◆ **Exercise instructions**
In the material below, reproduce every line from the line with "Target: **black trousers**" up to and including the line with "495], [570, 495]]". Leave all wording unchanged, but multiply each polygon outline coordinate by 1.7 and round it to a whole number, with halves rounded up.
+++++
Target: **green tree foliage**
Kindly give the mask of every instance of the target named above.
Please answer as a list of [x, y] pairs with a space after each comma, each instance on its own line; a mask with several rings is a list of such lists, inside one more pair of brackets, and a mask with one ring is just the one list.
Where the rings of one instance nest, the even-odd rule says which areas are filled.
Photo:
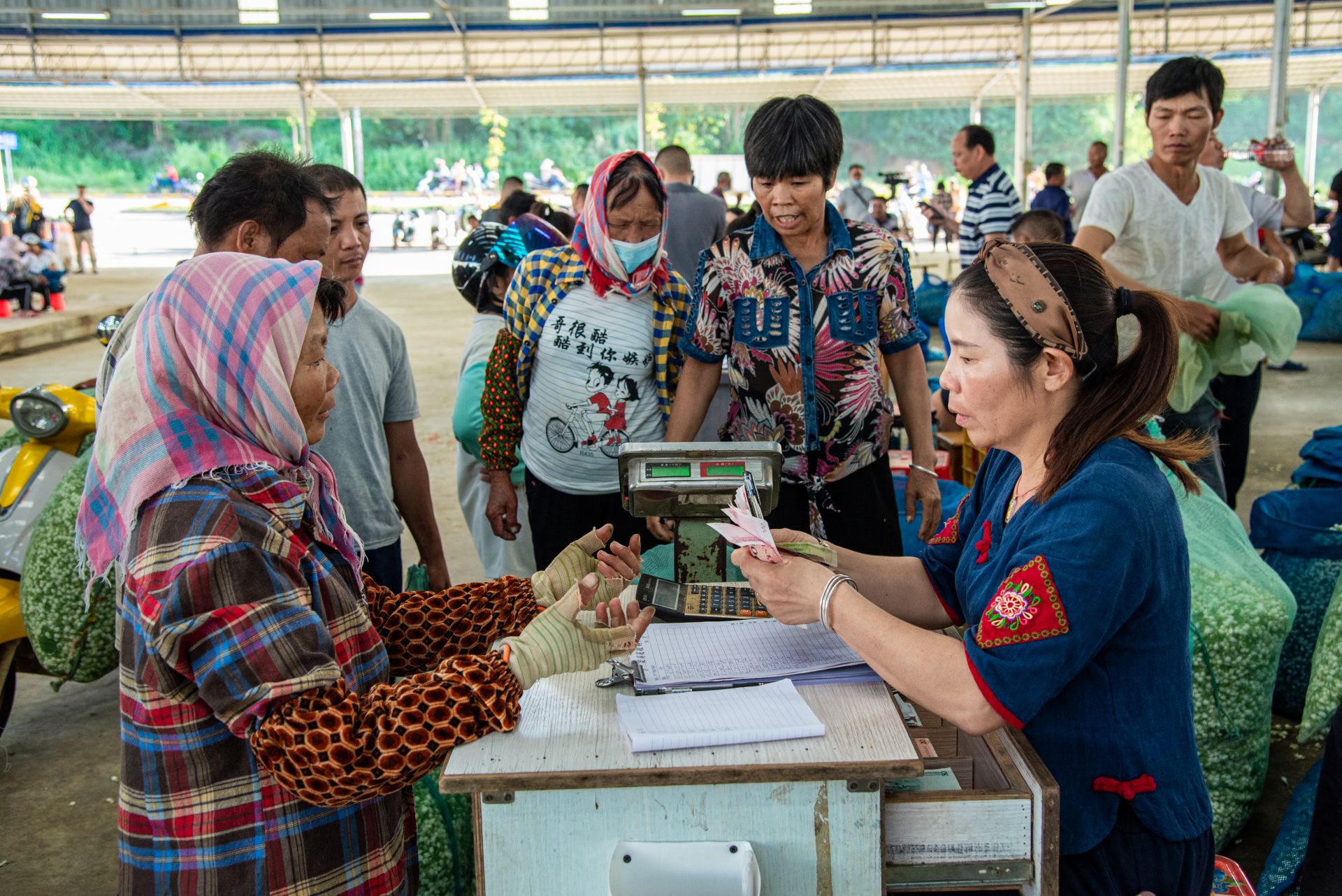
[[[1287, 137], [1304, 146], [1307, 97], [1290, 98]], [[745, 125], [753, 107], [671, 106], [648, 114], [650, 152], [679, 144], [694, 154], [741, 152]], [[926, 105], [900, 109], [843, 110], [845, 164], [860, 162], [870, 174], [899, 170], [910, 162], [926, 162], [937, 177], [953, 174], [950, 138], [969, 122], [968, 103]], [[997, 161], [1013, 170], [1016, 110], [1012, 103], [982, 107], [982, 122], [997, 135]], [[1220, 137], [1235, 144], [1261, 135], [1267, 122], [1264, 91], [1232, 91], [1225, 98]], [[1325, 94], [1321, 109], [1317, 182], [1323, 189], [1333, 172], [1342, 168], [1342, 93]], [[1108, 97], [1041, 99], [1031, 115], [1031, 161], [1039, 166], [1060, 161], [1068, 168], [1084, 164], [1094, 139], [1113, 139], [1114, 109]], [[95, 190], [144, 189], [164, 162], [183, 176], [203, 172], [207, 177], [228, 156], [259, 145], [293, 146], [293, 122], [264, 121], [4, 121], [0, 130], [17, 131], [21, 149], [15, 156], [16, 174], [35, 174], [44, 189], [66, 190], [86, 182]], [[491, 144], [491, 130], [494, 130]], [[311, 122], [313, 156], [340, 164], [340, 122]], [[1129, 161], [1150, 153], [1150, 135], [1141, 102], [1127, 109]], [[569, 180], [585, 181], [599, 161], [621, 149], [637, 146], [637, 122], [632, 114], [617, 115], [522, 115], [499, 121], [495, 113], [456, 118], [365, 118], [364, 174], [369, 189], [407, 190], [424, 176], [435, 157], [448, 161], [484, 161], [498, 157], [501, 176], [534, 172], [552, 158]], [[1249, 162], [1229, 162], [1227, 172], [1245, 177]]]

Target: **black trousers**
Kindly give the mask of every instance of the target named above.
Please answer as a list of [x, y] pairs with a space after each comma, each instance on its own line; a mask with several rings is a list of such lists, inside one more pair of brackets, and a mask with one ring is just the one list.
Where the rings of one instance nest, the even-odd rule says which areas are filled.
[[396, 594], [405, 590], [405, 567], [401, 565], [401, 542], [395, 541], [386, 547], [364, 551], [364, 571], [368, 577], [389, 587]]
[[1153, 834], [1125, 802], [1104, 840], [1088, 852], [1059, 860], [1057, 892], [1135, 896], [1145, 889], [1158, 896], [1205, 896], [1212, 892], [1215, 861], [1210, 828], [1192, 840], [1165, 840]]
[[1244, 484], [1249, 464], [1249, 424], [1263, 390], [1263, 365], [1247, 377], [1221, 374], [1212, 380], [1212, 394], [1224, 408], [1221, 413], [1221, 473], [1225, 476], [1225, 503], [1235, 507], [1235, 494]]
[[[820, 510], [827, 541], [878, 557], [899, 557], [905, 553], [890, 461], [879, 457], [862, 469], [828, 483], [827, 488], [833, 503], [833, 510]], [[807, 487], [784, 483], [778, 492], [778, 506], [768, 519], [772, 528], [811, 531]]]
[[526, 473], [526, 518], [531, 523], [531, 546], [535, 549], [535, 569], [545, 569], [560, 555], [569, 542], [582, 538], [593, 528], [615, 523], [615, 541], [628, 545], [635, 535], [643, 537], [643, 549], [659, 542], [648, 531], [647, 523], [631, 516], [620, 504], [620, 492], [609, 495], [570, 495]]

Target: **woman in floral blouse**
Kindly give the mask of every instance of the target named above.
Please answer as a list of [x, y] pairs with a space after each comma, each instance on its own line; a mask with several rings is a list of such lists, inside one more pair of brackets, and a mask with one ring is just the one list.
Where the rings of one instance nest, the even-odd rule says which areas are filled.
[[[905, 512], [921, 537], [941, 522], [927, 368], [909, 260], [891, 233], [845, 221], [825, 201], [843, 153], [839, 117], [815, 97], [772, 99], [746, 125], [761, 213], [705, 249], [667, 441], [692, 441], [729, 358], [727, 441], [778, 441], [776, 527], [868, 554], [900, 553], [886, 452], [888, 372], [913, 443]], [[667, 535], [660, 524], [654, 533]]]

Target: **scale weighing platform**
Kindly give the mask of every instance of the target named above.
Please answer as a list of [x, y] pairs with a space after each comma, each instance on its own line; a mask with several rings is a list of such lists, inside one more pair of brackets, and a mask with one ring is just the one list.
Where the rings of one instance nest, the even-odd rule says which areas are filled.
+++++
◆ **The result**
Target: **black trousers**
Kindly give the mask of every instance of the target named above.
Please answer as a list of [x, y] pairs with a space after each comma, each instance on its own line; a mask with several rings is a list of such lists, inside one more pair of brackets, and a mask with one ring is just the one list.
Where the rings of one instance nest, the even-odd rule says which areas are filled.
[[673, 1010], [689, 1003], [689, 964], [682, 961], [682, 921], [672, 920], [656, 930], [619, 937], [619, 971], [626, 981], [661, 998]]
[[1960, 1418], [1913, 1363], [1877, 1428], [1850, 1448], [1800, 1462], [1797, 1516], [1930, 1523], [1947, 1511], [1969, 1523], [2049, 1523], [2060, 1516], [2066, 1464], [2057, 1408], [2026, 1428], [1981, 1428]]
[[2115, 823], [2123, 789], [2123, 721], [2147, 663], [2147, 621], [2120, 641], [2076, 636], [2060, 646], [2060, 670], [2081, 694], [2076, 702], [2076, 804], [2083, 809], [2083, 855], [2100, 862], [2100, 840]]
[[[1394, 867], [1406, 920], [1493, 947], [1528, 947], [1539, 940], [1513, 784], [1494, 777], [1465, 797], [1408, 821], [1406, 830], [1416, 855], [1416, 867]], [[1372, 828], [1333, 821], [1323, 836], [1323, 860], [1306, 882], [1312, 898], [1379, 903]]]
[[894, 804], [894, 881], [903, 889], [903, 928], [910, 933], [910, 967], [927, 967], [952, 944], [967, 921], [989, 915], [1008, 898], [1046, 889], [1046, 920], [1068, 927], [1080, 910], [1093, 913], [1093, 933], [1120, 921], [1102, 903], [1100, 889], [1073, 877], [1054, 857], [1054, 836], [1035, 842], [969, 842]]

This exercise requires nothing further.